TASK TO COMPLETE - Take the entries below and reproduce them word for word.

──────── RECORDS SUPPLIED ────────

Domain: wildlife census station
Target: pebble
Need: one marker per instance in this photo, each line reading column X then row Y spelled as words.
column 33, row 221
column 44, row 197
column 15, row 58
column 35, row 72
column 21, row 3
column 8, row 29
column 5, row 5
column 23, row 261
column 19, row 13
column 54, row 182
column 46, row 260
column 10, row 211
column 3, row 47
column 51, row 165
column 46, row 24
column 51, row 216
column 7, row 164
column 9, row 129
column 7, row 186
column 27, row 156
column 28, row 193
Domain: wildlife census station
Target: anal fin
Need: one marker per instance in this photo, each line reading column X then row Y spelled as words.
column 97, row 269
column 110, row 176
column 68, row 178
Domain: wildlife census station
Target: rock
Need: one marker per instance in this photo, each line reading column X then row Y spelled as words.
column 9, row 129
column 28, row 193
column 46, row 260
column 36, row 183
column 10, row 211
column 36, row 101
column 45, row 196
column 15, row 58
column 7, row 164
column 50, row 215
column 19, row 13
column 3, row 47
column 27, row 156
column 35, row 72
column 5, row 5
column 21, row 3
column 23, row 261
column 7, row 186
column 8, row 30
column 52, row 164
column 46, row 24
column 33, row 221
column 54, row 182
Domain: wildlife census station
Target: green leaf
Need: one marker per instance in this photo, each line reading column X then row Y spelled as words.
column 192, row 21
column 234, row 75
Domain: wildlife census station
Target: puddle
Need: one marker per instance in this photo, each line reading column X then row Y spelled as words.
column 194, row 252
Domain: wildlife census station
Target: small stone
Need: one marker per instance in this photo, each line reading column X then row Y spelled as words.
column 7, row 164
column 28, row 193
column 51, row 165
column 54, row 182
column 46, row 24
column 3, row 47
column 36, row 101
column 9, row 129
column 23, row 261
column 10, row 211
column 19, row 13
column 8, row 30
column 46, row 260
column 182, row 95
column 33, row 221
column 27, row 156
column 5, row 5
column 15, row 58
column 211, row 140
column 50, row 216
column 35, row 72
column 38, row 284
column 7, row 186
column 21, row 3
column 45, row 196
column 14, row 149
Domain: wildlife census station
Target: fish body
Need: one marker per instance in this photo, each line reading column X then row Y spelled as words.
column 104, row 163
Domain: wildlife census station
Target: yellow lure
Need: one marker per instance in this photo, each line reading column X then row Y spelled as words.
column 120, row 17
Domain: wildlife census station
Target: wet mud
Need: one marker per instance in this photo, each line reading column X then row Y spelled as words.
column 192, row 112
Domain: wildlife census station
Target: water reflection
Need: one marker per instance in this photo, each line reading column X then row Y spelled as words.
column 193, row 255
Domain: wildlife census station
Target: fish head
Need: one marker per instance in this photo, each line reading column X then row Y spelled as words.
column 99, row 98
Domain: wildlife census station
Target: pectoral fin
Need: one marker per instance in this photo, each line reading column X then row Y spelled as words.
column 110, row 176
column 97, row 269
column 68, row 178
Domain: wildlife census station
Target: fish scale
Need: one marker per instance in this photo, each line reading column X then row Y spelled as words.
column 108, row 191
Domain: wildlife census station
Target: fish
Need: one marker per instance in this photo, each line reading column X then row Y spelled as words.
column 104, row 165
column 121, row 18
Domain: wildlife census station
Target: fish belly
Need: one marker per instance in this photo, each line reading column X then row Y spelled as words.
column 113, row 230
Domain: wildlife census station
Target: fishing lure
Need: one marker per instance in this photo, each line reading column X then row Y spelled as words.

────────

SOLUTION FOR THIS PROBLEM -
Domain: wildlife census station
Target: pebble
Need: one marker per instance in this photo, each line reading column X then row Y spelled as words.
column 33, row 221
column 44, row 197
column 15, row 58
column 35, row 72
column 21, row 3
column 8, row 29
column 5, row 5
column 23, row 261
column 19, row 13
column 54, row 182
column 46, row 260
column 10, row 211
column 3, row 47
column 51, row 165
column 46, row 24
column 51, row 216
column 7, row 164
column 9, row 129
column 7, row 186
column 27, row 156
column 28, row 193
Domain: wildlife census station
Target: anal fin
Need: one marker per instance in this photo, each line reading column X then row Y spelled as words.
column 97, row 269
column 110, row 176
column 68, row 178
Domain: wildlife census station
Target: rock
Need: one marker per instance in this photo, each line reading column X then row Y spelled as words.
column 9, row 129
column 28, row 193
column 46, row 260
column 36, row 183
column 10, row 211
column 36, row 101
column 45, row 196
column 15, row 58
column 7, row 164
column 50, row 215
column 19, row 13
column 3, row 47
column 27, row 156
column 35, row 72
column 5, row 5
column 21, row 3
column 23, row 261
column 7, row 186
column 8, row 30
column 52, row 164
column 46, row 24
column 33, row 221
column 54, row 182
Domain: wildlife census station
Target: green leaf
Need: one marker per instance in this photo, each line reading column X then row Y spelled as words.
column 192, row 21
column 234, row 75
Domain: wildlife census station
Target: puddle
Need: one marker per instance in this photo, each line reading column X then row Y spelled as words.
column 194, row 252
Domain: wildlife census station
Target: small stone
Need: one marker per instance in this photo, each line reading column X then row Y spelled as words.
column 7, row 164
column 28, row 193
column 51, row 165
column 54, row 182
column 46, row 24
column 3, row 47
column 36, row 101
column 9, row 129
column 23, row 261
column 10, row 211
column 19, row 13
column 8, row 30
column 46, row 260
column 182, row 95
column 33, row 221
column 27, row 156
column 5, row 5
column 15, row 58
column 211, row 140
column 50, row 216
column 35, row 72
column 38, row 284
column 7, row 186
column 21, row 3
column 45, row 196
column 14, row 149
Domain: wildlife census station
Target: fish body
Need: one marker per instance in this photo, each line reading column X then row Y spelled as words.
column 104, row 163
Domain: wildlife census station
Target: yellow lure
Need: one marker per instance in this photo, each line reading column X then row Y spelled as words.
column 120, row 17
Domain: wildlife census station
Target: wet mud
Need: one marker per instance in this photo, each line reading column X then row Y spelled as words.
column 192, row 112
Domain: wildlife census station
Target: water reflection
Need: one marker per instance in this photo, each line reading column X then row Y spelled as words.
column 193, row 255
Domain: wildlife census station
Target: fish head
Need: one marker per instance in this photo, each line reading column X then row Y spelled as words.
column 99, row 98
Domain: wildlife census station
Target: pectoral fin
Need: one marker per instance in this photo, each line reading column X then row Y spelled as words.
column 110, row 176
column 97, row 269
column 68, row 178
Domain: wildlife census station
Target: fish scale
Need: one marker per instance in this photo, each line reading column X then row Y spelled as words.
column 108, row 191
Domain: wildlife census station
Target: fish
Need: one marker per instance in this photo, each line reading column X then row Y spelled as words.
column 104, row 165
column 121, row 18
Domain: wildlife census station
Target: fish belly
Need: one marker per instance in this photo, each line reading column X then row Y spelled as words.
column 113, row 230
Domain: wildlife census station
Target: fishing lure
Need: one marker per instance in this photo, each line reading column X then row Y spelled as words.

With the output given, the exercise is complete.